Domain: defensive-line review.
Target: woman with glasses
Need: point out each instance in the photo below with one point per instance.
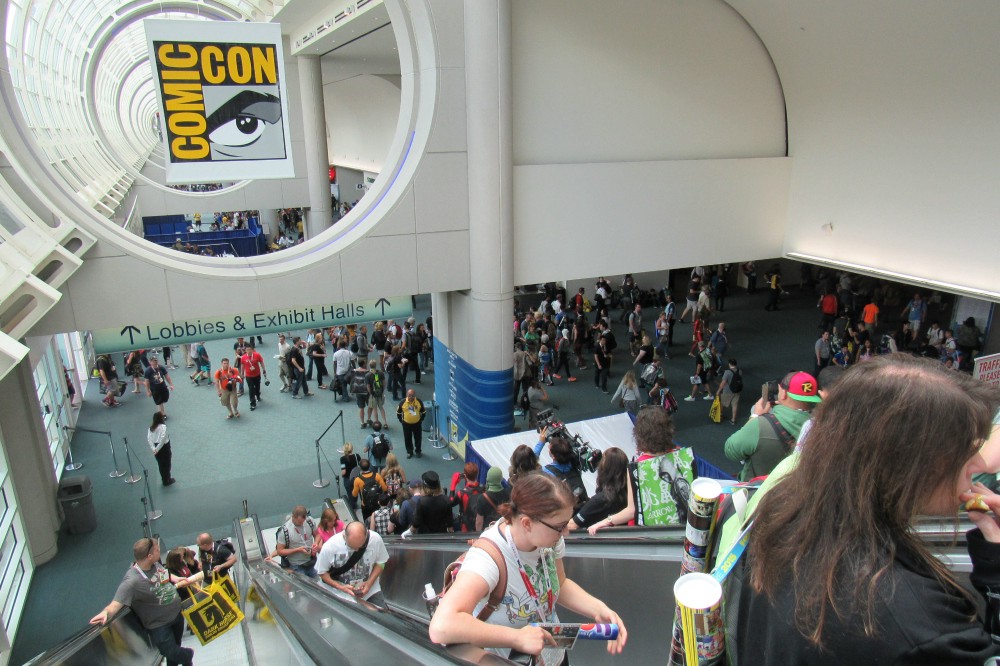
(528, 540)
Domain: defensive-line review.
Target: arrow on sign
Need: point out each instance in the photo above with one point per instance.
(132, 330)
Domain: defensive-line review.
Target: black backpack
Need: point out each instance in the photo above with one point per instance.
(370, 492)
(472, 502)
(736, 385)
(282, 535)
(380, 447)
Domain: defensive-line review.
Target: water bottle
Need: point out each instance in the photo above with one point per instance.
(431, 599)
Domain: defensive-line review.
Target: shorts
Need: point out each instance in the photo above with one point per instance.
(160, 396)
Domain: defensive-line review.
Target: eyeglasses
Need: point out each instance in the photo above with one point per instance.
(554, 528)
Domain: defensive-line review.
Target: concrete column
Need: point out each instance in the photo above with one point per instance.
(473, 334)
(320, 214)
(29, 462)
(490, 148)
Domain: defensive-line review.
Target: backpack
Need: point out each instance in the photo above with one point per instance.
(736, 385)
(359, 386)
(611, 341)
(378, 383)
(574, 480)
(394, 482)
(497, 593)
(282, 535)
(472, 494)
(380, 447)
(370, 492)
● ● ● ● ●
**The task**
Copy every record above exactly, leaving out any pictures.

**Completed exercise**
Domain: defensive-line review.
Target: woman with glasses
Need: point out each instance in the photo below with one point per instance.
(528, 540)
Domain: defensive-line review.
Target: arrow on sign
Need: point out each instance in the photo above with one point per instance.
(132, 330)
Domain: defensive-line review.
Target: black backpack
Need: point out each instance in the photo above with one point per instance.
(370, 492)
(472, 502)
(736, 385)
(282, 535)
(380, 447)
Domain: defensive-line review.
Target: water bottle
Need: point out each instance in the photo above with one point per instance.
(431, 599)
Domain: defensive-line review.
Target: shorts
Need: point out each instance in the photo above with one point per instance.
(160, 396)
Domain: defensive-line review.
Target: eyeglasses
Need: point out each instance in the photo above with one point per instance.
(554, 528)
Domain: defensive-line review.
Target: concrete column
Need: point out each instance in the photo above with one point per instance.
(473, 334)
(320, 214)
(29, 462)
(490, 148)
Domain: defensive-line review.
Target: backpack
Need: point out each instance in the photo above with one point per instance.
(736, 385)
(359, 386)
(611, 341)
(378, 383)
(574, 480)
(394, 482)
(497, 593)
(282, 535)
(472, 494)
(380, 447)
(370, 492)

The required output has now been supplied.